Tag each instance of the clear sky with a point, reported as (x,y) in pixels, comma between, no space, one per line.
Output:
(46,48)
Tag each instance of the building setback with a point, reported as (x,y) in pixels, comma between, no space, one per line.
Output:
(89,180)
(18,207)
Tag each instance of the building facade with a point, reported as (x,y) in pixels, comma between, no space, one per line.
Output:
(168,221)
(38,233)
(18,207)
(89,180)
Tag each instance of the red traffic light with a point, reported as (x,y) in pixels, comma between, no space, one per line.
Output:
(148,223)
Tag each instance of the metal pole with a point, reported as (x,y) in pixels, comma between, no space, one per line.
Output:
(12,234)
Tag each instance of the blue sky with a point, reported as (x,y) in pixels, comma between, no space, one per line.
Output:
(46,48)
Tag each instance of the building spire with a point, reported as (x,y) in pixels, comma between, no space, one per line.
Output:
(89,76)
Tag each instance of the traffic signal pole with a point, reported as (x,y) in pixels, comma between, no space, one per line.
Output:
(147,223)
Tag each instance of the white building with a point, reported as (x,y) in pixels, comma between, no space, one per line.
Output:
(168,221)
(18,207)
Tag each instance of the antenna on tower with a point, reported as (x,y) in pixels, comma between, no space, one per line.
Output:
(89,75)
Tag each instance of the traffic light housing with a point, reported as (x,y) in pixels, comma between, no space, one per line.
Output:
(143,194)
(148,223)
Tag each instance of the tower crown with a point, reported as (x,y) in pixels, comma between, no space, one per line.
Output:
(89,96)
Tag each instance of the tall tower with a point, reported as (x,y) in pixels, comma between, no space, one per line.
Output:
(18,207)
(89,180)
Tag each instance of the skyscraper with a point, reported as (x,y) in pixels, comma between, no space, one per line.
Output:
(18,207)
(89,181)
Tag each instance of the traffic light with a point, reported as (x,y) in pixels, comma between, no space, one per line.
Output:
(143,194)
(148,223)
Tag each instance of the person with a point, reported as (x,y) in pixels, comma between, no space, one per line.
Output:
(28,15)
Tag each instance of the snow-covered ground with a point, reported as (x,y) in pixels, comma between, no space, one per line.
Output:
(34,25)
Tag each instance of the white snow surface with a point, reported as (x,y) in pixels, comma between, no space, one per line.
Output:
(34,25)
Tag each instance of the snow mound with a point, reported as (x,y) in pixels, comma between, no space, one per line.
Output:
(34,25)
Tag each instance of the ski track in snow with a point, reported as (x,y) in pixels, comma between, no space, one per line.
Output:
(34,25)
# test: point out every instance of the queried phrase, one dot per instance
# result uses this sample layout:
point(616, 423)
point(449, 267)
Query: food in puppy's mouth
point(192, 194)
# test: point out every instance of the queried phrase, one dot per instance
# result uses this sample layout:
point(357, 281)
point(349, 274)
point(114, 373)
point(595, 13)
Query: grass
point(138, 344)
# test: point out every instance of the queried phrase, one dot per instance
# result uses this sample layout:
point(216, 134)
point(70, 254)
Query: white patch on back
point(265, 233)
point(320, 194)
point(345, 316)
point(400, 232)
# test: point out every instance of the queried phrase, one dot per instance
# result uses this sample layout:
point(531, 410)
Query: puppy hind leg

----

**DESCRIPTION OF THE TASK:**
Search the entries above for the word "pole" and copy each line where it appears.

**OUTPUT BELOW:**
Tag each instance of the metal pole with a point, reported as (x,y) in pixels, comma between, no space, one per line.
Tag each instance of the traffic signal pole with a point, reported as (x,y) in pixels, comma between, no space, one per line.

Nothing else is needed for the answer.